**Supplied records:**
=-=-=
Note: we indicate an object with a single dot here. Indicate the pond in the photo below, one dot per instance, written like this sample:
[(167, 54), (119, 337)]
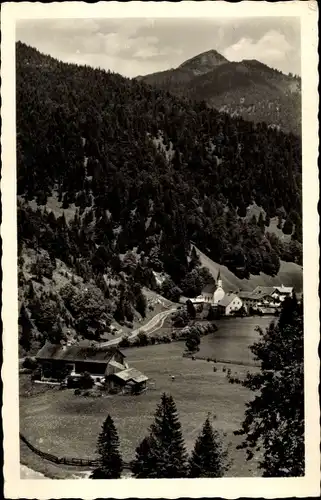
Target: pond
[(232, 340)]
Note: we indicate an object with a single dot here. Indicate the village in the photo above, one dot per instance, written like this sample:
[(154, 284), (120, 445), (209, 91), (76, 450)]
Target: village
[(103, 365)]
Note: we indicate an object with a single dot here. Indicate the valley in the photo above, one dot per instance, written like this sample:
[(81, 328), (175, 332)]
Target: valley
[(135, 197)]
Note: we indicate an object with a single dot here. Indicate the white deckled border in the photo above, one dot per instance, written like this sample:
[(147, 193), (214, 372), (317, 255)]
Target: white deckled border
[(193, 488)]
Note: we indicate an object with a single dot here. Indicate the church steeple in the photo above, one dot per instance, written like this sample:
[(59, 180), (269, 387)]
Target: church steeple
[(219, 292), (219, 281)]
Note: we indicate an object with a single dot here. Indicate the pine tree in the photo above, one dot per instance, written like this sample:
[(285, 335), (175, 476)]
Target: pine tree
[(208, 458), (267, 220), (162, 454), (274, 419), (26, 328), (144, 465), (110, 461)]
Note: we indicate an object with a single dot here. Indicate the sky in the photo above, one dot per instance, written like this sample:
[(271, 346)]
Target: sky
[(137, 46)]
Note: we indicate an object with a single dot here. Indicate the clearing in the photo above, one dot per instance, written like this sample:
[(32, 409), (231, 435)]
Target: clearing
[(67, 425)]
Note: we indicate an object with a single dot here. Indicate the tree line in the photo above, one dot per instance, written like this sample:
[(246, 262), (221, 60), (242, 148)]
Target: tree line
[(142, 168)]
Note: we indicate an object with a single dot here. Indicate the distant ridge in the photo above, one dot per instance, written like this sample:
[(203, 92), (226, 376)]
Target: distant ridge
[(248, 88)]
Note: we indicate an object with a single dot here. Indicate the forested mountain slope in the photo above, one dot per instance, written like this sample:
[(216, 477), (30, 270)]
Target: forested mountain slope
[(248, 88), (114, 165)]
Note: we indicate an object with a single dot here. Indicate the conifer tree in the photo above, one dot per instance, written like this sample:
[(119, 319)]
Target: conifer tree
[(26, 328), (208, 458), (144, 465), (110, 461), (162, 454), (274, 419)]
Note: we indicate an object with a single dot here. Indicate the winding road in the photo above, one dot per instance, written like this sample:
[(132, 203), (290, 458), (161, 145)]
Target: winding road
[(152, 326)]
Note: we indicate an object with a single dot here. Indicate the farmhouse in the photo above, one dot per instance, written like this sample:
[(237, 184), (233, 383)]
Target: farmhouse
[(130, 379), (58, 361), (229, 304)]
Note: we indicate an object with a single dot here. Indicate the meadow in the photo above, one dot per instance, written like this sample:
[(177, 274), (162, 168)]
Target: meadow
[(62, 423)]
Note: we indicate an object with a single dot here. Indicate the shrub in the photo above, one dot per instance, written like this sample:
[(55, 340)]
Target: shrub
[(30, 363), (86, 381), (142, 339)]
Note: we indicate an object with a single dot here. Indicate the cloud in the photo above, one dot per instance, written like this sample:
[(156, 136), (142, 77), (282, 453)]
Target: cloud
[(134, 46), (273, 47)]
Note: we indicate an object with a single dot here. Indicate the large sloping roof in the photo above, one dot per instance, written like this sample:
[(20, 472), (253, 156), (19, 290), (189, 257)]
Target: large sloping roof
[(77, 352), (209, 288), (131, 374), (260, 291), (227, 299)]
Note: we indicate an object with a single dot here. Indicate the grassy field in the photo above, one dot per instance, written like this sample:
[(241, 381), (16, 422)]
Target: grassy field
[(67, 425)]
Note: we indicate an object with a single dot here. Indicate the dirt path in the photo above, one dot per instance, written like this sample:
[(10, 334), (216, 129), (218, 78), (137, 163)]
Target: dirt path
[(152, 326)]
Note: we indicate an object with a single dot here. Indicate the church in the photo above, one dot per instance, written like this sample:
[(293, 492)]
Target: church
[(215, 295)]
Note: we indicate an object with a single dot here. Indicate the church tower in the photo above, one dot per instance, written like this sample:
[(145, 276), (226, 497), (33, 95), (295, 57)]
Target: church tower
[(219, 292)]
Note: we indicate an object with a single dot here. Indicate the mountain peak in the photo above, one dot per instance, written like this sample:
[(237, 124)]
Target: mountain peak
[(204, 62)]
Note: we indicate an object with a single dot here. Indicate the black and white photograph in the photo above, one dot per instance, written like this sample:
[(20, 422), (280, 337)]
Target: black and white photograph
[(162, 295)]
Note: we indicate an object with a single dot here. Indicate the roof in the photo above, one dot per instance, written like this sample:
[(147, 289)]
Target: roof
[(225, 301), (131, 374), (284, 289), (247, 295), (260, 291), (210, 288), (77, 352)]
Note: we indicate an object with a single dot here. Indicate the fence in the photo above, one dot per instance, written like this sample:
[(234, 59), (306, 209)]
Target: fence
[(80, 462)]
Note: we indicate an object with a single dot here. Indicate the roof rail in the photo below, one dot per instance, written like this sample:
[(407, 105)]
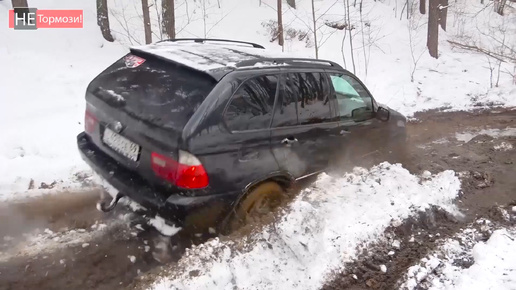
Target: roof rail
[(203, 40), (290, 61)]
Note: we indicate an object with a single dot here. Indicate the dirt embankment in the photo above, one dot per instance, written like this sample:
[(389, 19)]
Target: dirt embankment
[(75, 253)]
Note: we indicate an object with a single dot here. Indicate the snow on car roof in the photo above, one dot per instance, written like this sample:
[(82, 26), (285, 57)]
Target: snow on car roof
[(206, 56)]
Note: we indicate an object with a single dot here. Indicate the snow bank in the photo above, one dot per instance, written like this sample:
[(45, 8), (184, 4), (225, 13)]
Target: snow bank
[(322, 228), (494, 263), (42, 85)]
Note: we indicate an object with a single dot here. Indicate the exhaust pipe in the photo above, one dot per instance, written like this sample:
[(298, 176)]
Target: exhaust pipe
[(105, 206)]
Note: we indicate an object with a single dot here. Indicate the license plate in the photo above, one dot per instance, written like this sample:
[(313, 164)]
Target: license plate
[(121, 144)]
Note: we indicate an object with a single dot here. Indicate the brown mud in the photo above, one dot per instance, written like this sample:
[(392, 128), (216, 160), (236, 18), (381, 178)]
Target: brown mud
[(488, 182)]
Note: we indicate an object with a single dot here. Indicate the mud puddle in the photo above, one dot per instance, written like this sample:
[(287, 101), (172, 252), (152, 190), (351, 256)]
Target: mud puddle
[(61, 241)]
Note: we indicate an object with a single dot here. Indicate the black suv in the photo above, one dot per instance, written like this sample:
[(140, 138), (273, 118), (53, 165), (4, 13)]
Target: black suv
[(202, 131)]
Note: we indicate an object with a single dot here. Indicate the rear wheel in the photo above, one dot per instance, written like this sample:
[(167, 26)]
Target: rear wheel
[(258, 202)]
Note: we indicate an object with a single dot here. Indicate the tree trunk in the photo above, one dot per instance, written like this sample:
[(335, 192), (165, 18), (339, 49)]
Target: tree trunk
[(103, 20), (315, 31), (433, 28), (292, 3), (443, 14), (20, 3), (146, 21), (169, 18), (499, 5), (280, 24), (422, 6)]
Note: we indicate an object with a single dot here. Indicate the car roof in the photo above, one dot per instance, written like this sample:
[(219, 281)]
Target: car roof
[(218, 57)]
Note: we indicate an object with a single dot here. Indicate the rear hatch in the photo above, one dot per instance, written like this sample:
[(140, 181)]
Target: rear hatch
[(140, 105)]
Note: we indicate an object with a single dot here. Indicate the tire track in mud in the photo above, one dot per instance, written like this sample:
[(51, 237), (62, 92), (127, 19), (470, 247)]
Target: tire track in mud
[(105, 263), (487, 173)]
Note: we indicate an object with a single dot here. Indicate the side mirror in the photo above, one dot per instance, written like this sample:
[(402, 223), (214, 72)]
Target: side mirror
[(383, 114), (361, 114)]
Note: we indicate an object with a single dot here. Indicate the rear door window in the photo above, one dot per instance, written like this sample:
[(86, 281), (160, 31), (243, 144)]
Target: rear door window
[(155, 91), (287, 104), (313, 100), (251, 106)]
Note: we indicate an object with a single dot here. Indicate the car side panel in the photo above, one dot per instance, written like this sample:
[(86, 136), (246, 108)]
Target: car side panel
[(232, 160)]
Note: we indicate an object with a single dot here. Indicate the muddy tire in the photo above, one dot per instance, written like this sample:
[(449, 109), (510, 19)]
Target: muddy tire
[(257, 203)]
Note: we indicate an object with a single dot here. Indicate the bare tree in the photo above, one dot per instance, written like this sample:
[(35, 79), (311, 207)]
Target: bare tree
[(350, 35), (280, 24), (443, 14), (415, 24), (315, 30), (499, 5), (168, 18), (291, 3), (146, 21), (103, 20), (433, 28), (20, 3), (422, 6)]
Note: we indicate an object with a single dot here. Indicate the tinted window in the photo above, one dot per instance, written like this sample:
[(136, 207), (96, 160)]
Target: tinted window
[(251, 105), (286, 108), (313, 102), (350, 95), (154, 91)]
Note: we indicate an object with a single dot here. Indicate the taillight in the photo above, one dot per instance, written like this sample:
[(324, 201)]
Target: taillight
[(188, 172), (89, 122)]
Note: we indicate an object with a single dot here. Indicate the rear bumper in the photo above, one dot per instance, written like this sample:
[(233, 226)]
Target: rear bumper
[(184, 211)]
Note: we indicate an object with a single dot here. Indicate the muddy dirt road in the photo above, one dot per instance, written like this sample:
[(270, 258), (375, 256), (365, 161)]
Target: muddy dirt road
[(62, 242)]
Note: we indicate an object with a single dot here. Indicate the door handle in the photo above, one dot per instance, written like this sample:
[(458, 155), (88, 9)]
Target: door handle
[(289, 141)]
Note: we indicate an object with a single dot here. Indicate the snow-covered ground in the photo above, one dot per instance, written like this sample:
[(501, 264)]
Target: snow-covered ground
[(463, 262), (323, 227), (44, 75)]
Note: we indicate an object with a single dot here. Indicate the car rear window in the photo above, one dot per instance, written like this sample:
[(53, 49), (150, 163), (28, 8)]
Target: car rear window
[(152, 90)]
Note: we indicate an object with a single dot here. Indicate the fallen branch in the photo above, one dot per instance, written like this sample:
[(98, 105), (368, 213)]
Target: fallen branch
[(498, 56)]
=-=-=
**Your task:**
Return the records above word for word, from their first line through the line containing "[(103, 365)]", and leave the pictures out.

**Task answer:**
Note: we indicate an object with a single dot here. Indicate the pond in the photo below, one dot per instance, written like this sample:
[(167, 54), (119, 337)]
Target: pond
[(232, 340)]
Note: we indicate an object with a single dot here. Indicate the village in the photo above, one dot per instance, written like this sample:
[(154, 284), (120, 445), (209, 91), (76, 450)]
Target: village
[(103, 365)]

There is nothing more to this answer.